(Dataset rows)

Start

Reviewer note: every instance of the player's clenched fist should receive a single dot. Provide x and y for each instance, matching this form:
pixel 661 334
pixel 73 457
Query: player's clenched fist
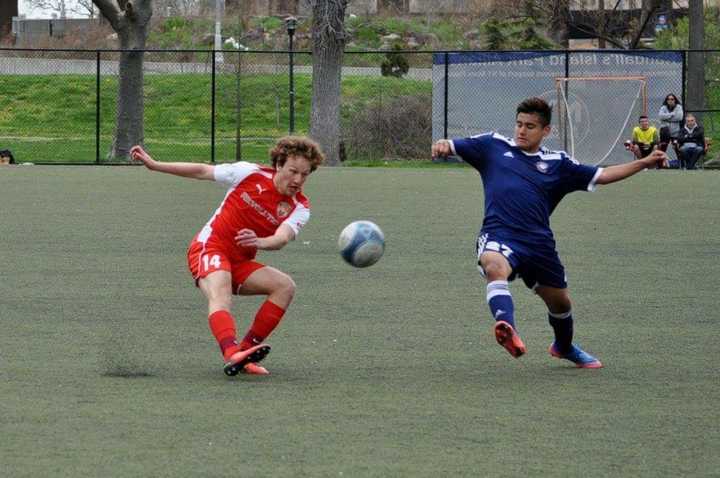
pixel 441 148
pixel 656 158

End

◆ **STATED PROBLEM**:
Rewrite the rows above, replacing "clenched fist" with "open hand" and changing nothing else. Omit the pictures from your version.

◆ **WRITTEN ANSWER**:
Reviewer note: every instance of the player's open hand should receive a single dot. Provide x and y for each instance, matching this form:
pixel 661 334
pixel 73 457
Query: player's open hand
pixel 441 148
pixel 656 158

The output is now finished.